**SOURCE**.
Fortunately, this document does not represent the viewpoint of all Catholics, either laypeople or scholars. Many ordinary Catholics would scoff at the idea that other denominations were not legitimate Churches, which just happen to have different ideas about certain topics and different ways of expressing a common Christianity. Similarly, many Catholic scholars are doing impressive work in areas such as theology, history, biblical study, and ethics, work that interacts with ideas produced by non-Catholic scholars. In the classroom and in publications, Catholics and non-Catholics learn from each other, challenge one another, and, perhaps most importantly, respect one another.
How does one define the Church? Christians have many different understandings of the term, and Catholics are divided among themselves, as are non-Catholics. The ecumenical movement is engaged in addressing this issue in thoughtful, meaningful, and respectful ways. Will the narrow-minded view expressed in "Responses" be the death-knell of the ecumenical movement? Hardly. Unity among Christians is too important an idea to be set aside. Will the document set back ecumenical efforts? Perhaps, but Christians committed to Christian unity--Catholic, Orthodox, and Protestant alike--will get beyond it. The ecumenical movement is alive and well, and no intemperate pronouncement from the Congregation of the Faith, or the current pope, can restrain it for long. Even if ecumenism, at least as it involves the Roman Catholic Church's connection with other Churches, is temporarily set back a hundred years, that distance can be closed either by changes of heart or changes of leadership.

**DATASET RECORDS**.

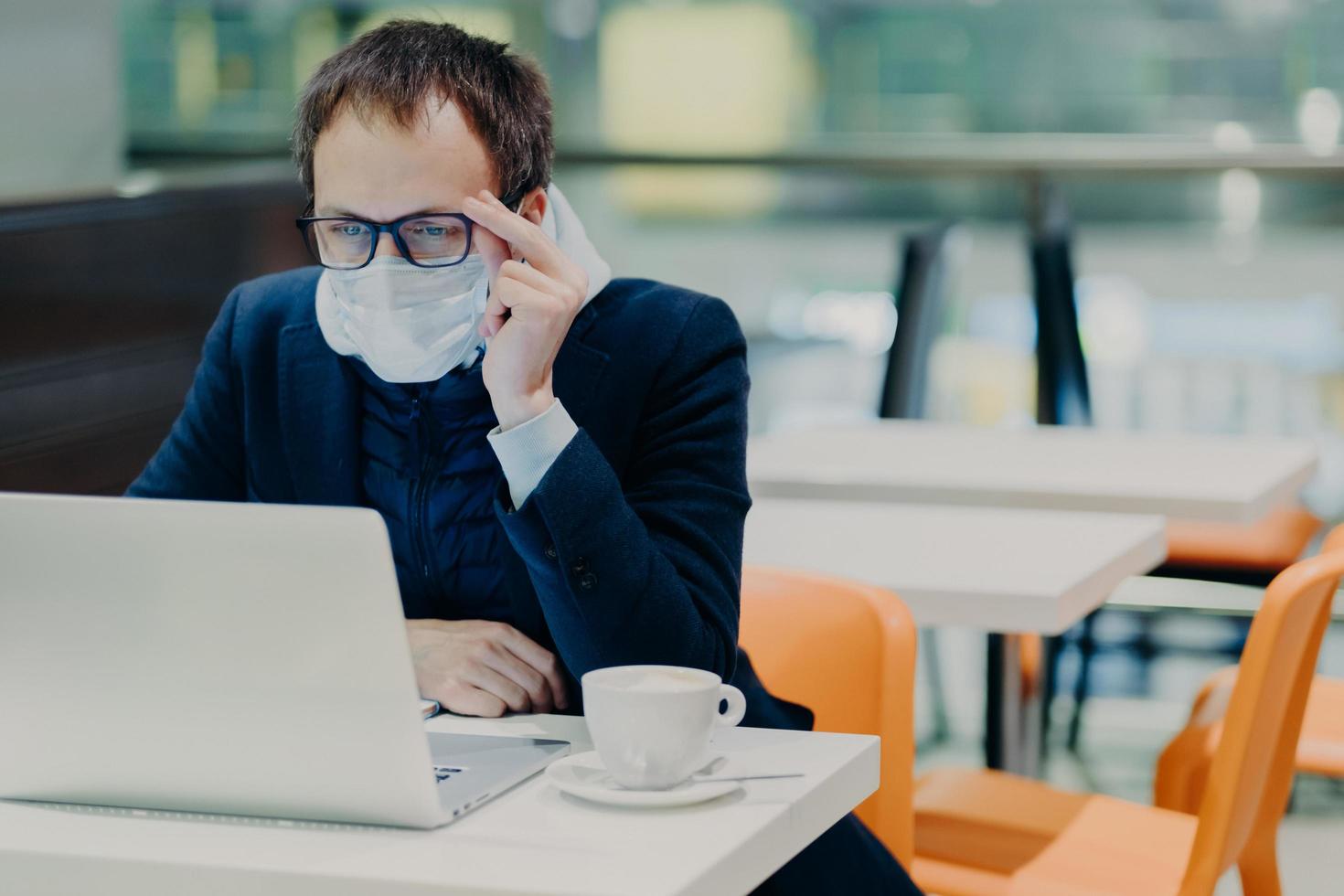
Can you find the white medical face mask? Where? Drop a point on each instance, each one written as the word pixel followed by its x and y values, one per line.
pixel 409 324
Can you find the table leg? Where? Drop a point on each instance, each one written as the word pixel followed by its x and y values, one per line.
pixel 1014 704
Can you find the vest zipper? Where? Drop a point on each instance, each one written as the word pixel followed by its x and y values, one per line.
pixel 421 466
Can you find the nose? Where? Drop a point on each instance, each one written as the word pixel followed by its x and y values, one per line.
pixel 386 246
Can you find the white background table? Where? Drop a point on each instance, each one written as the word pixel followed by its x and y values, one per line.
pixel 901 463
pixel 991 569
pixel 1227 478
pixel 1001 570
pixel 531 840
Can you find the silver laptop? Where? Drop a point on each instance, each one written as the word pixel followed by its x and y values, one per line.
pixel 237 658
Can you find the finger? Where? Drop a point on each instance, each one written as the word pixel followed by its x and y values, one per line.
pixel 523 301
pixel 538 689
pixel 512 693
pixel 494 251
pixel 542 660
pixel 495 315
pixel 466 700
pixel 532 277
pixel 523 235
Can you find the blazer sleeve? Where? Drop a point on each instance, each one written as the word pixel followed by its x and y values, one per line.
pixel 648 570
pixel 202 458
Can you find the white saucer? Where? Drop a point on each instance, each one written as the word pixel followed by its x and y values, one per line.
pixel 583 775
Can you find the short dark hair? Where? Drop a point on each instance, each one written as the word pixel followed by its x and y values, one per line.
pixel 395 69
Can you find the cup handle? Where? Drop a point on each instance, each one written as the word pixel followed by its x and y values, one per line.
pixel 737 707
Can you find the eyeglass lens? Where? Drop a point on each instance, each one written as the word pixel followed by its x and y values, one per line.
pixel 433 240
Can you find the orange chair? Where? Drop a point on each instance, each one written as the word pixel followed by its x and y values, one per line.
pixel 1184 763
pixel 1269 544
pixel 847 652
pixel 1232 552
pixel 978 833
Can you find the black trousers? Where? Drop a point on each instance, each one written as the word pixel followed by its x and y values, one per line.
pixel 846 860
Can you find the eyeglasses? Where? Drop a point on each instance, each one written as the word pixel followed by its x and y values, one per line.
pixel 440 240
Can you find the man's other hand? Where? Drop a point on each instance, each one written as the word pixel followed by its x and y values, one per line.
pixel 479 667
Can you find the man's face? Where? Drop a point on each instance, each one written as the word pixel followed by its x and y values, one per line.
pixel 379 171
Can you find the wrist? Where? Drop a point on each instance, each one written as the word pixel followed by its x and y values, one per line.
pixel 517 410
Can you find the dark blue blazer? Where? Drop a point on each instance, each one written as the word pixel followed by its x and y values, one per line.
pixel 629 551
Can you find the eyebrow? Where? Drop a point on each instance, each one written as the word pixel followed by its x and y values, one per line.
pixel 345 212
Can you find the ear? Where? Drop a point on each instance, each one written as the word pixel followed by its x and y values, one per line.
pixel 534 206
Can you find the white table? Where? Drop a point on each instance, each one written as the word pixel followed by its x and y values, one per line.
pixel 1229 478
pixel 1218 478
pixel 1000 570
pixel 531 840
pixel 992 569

**TO DO**. Continue the passage on the ecumenical movement and the Catholic document "Responses" from its last sentence.

**RESULT OF THIS EXERCISE**.
I agree, and am glad that Reformers do not believe in such a thing. The robot slave theory, as argued, was wholly invented by our critics and thrust upon us against our free wills. :) We reject it. Our position is that God is sovereign and in full control of everything. Within that dynamic we experience the freedom to sin, and to do good in God's eyes once saved. These experiences are fully real.
However, this idea has somehow been translated into the aforementioned theory. I am not sure whether this is done in order to persuade lurkers, or whether it is an instinctual reaction to any thought of man not being in control of his own destiny. The natural state of all of us at birth is to want to be in full control. So, theology developed that promoted man being in (ultimate) control, including a small group of elite who were in "super control". That is, they granted themselves the power to stand in God's place and speak for Him with the force of law (Latin).
I at least partially understand the need that this fills for a huge number of Christians. On the one hand one can be a good Christian, and on the other he can remain in control and have eternal self determination. I just don't think that's what the Bible teaches. :)
Dear Harley, Catholic’s do NOT deny that Faith is a gift.
We understand that FAITH is a gift given to those who are humble enough to freely accept it.
I’ll post this again for you....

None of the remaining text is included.